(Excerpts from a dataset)

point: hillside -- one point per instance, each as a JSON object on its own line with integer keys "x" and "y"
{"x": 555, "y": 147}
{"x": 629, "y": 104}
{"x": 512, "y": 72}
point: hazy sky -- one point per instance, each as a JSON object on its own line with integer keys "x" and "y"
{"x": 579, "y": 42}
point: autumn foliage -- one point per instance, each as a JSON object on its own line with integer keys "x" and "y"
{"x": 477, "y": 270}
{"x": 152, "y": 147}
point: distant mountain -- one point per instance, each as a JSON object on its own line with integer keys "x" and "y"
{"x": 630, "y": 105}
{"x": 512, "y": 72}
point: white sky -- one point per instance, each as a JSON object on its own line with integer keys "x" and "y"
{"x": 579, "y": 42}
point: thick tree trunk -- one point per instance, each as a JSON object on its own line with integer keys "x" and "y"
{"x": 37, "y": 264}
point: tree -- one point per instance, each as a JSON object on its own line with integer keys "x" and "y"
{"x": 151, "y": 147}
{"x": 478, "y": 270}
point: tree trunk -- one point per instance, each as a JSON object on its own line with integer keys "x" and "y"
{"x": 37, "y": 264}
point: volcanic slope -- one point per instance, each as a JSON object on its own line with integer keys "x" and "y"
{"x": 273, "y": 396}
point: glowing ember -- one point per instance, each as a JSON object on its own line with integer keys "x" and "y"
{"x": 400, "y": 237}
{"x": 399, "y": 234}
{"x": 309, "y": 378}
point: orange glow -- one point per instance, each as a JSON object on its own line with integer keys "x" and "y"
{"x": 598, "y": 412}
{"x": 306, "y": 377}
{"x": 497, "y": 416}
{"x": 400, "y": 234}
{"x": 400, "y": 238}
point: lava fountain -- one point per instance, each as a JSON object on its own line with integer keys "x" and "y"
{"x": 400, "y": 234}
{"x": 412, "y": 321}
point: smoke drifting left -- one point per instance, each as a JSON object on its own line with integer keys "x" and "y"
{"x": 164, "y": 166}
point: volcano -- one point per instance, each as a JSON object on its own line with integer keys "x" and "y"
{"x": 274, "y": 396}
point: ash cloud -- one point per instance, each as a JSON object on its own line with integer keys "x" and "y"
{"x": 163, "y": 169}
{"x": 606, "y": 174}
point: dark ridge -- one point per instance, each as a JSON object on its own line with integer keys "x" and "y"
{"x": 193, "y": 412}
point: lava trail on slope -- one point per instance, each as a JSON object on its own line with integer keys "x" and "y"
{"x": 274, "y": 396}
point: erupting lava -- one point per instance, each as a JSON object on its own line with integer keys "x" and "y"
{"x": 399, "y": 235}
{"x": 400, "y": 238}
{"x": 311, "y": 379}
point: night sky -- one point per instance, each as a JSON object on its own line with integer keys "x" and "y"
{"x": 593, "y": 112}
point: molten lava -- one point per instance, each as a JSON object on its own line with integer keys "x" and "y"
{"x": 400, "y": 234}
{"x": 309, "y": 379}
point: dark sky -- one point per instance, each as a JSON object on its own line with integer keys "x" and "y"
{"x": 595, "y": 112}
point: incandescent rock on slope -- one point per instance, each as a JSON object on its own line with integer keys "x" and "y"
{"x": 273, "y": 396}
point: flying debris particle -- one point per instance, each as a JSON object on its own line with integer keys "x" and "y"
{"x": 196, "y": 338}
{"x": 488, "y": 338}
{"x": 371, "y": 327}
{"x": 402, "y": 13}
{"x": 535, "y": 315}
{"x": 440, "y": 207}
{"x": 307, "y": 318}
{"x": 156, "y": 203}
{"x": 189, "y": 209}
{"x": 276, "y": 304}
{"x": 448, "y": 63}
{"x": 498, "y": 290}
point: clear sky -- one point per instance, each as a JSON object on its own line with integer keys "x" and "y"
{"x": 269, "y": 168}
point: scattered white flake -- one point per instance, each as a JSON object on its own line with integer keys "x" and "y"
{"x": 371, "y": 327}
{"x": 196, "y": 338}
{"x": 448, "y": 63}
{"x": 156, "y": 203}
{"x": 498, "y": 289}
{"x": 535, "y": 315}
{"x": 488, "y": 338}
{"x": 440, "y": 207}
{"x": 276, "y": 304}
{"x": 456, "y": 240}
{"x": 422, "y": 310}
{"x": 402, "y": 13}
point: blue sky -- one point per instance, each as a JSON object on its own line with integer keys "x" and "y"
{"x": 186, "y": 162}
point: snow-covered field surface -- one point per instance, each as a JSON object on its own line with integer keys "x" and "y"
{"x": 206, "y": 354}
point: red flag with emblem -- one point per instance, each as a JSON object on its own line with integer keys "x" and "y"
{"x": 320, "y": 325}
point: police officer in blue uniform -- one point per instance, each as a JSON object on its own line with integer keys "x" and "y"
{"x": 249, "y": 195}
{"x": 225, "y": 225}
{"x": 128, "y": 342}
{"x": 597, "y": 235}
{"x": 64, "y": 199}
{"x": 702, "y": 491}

- **The problem**:
A verbatim copy of every entry is required.

- **Answer for this exercise**:
point: hillside -- one point per instance, each as a JSON object on its own line with integer keys "x" and "y"
{"x": 555, "y": 147}
{"x": 629, "y": 104}
{"x": 512, "y": 72}
point: hazy sky -- one point per instance, each as a JSON object on its own line with integer keys "x" and "y"
{"x": 579, "y": 42}
point: autumn foliage -- one point per instance, each as a JSON object on its own line with integer keys "x" and "y"
{"x": 477, "y": 270}
{"x": 152, "y": 147}
point: distant mountain -- one point per instance, each as a JSON object on its own line with integer keys "x" and "y"
{"x": 630, "y": 105}
{"x": 512, "y": 72}
point: white sky -- one point per instance, each as a JSON object on its own line with integer keys "x" and "y"
{"x": 579, "y": 42}
point: thick tree trunk -- one point per instance, each as a JSON object on its own line with integer keys "x" and "y"
{"x": 37, "y": 264}
point: tree -- one point per instance, each as a JSON object on its own line with integer keys "x" and "y"
{"x": 151, "y": 147}
{"x": 478, "y": 270}
point: tree trunk -- one point per instance, each as a JSON object on its own line with integer keys "x" and "y"
{"x": 37, "y": 264}
point: volcanic slope -- one point per instance, each as a JSON object on its own line with integer keys "x" and "y"
{"x": 273, "y": 396}
point: glowing ember -- one point per instance, each as a JSON object on its own line with integer keys "x" and "y"
{"x": 400, "y": 237}
{"x": 399, "y": 234}
{"x": 309, "y": 378}
point: orange glow -- one point per instance, each as a JSON object on its own line with integer keys "x" and "y"
{"x": 598, "y": 412}
{"x": 306, "y": 377}
{"x": 497, "y": 416}
{"x": 400, "y": 234}
{"x": 400, "y": 238}
point: lava fountain -- one point per instance, each as a JSON object on its own line with integer keys "x" and "y"
{"x": 400, "y": 234}
{"x": 412, "y": 321}
point: smoke drifting left -- one point per instance, each as a JSON object on its own line with integer keys "x" and "y"
{"x": 164, "y": 166}
point: volcano -- one point per instance, each as a JSON object on its own line with integer keys "x" and "y"
{"x": 274, "y": 396}
point: ash cloud -- one point per instance, each as a JSON object on its own line with integer keys "x" and "y"
{"x": 163, "y": 169}
{"x": 606, "y": 174}
point: dark ridge -- one point per instance, each as a JSON object on its own line with integer keys "x" and "y"
{"x": 193, "y": 412}
point: lava trail on slope -- one point per instance, each as a JSON object on its own line with integer keys "x" and "y"
{"x": 274, "y": 396}
point: erupting lava -- one point per instance, each as a JSON object on its own line with integer keys "x" and "y"
{"x": 399, "y": 235}
{"x": 400, "y": 238}
{"x": 311, "y": 379}
point: night sky -- one point per instance, each as a JSON object on its own line with integer keys "x" and "y"
{"x": 593, "y": 112}
point: molten lava -- one point per instance, each as a JSON object on its own line with integer keys "x" and "y"
{"x": 400, "y": 234}
{"x": 309, "y": 379}
point: dark sky -- one point per instance, each as a JSON object on its own line with integer keys "x" and "y"
{"x": 595, "y": 112}
point: incandescent rock on slope -- one point per instance, each as a JSON object on its own line with integer keys "x" and "y"
{"x": 273, "y": 396}
point: flying debris particle -- one point per instance, each as a JSON object on its own line with integer keys "x" and "y"
{"x": 196, "y": 338}
{"x": 488, "y": 338}
{"x": 371, "y": 327}
{"x": 402, "y": 13}
{"x": 535, "y": 315}
{"x": 440, "y": 207}
{"x": 307, "y": 318}
{"x": 156, "y": 203}
{"x": 189, "y": 209}
{"x": 276, "y": 304}
{"x": 448, "y": 63}
{"x": 498, "y": 290}
point: clear sky -- one point per instance, each as a JSON object on its own line with integer keys "x" and "y"
{"x": 269, "y": 168}
point: scattered white flake -- one point per instance, each as a JSON object on its own line with integer keys "x" and "y"
{"x": 371, "y": 327}
{"x": 196, "y": 338}
{"x": 448, "y": 63}
{"x": 156, "y": 203}
{"x": 498, "y": 289}
{"x": 535, "y": 315}
{"x": 488, "y": 338}
{"x": 440, "y": 207}
{"x": 276, "y": 304}
{"x": 456, "y": 240}
{"x": 422, "y": 310}
{"x": 402, "y": 13}
point: blue sky -- one point per instance, each as a JSON object on its own line with integer keys "x" and "y"
{"x": 186, "y": 162}
point: snow-covered field surface -- one point per instance, each as a JSON object on its own line with integer keys "x" and "y"
{"x": 206, "y": 354}
point: red flag with emblem -- one point per instance, each as a JSON object on its own line with integer keys "x" and "y"
{"x": 320, "y": 325}
point: police officer in blue uniform -- one point per instance, each as a JSON object on its own line with integer keys "x" and "y"
{"x": 249, "y": 195}
{"x": 225, "y": 225}
{"x": 128, "y": 342}
{"x": 597, "y": 235}
{"x": 64, "y": 199}
{"x": 702, "y": 491}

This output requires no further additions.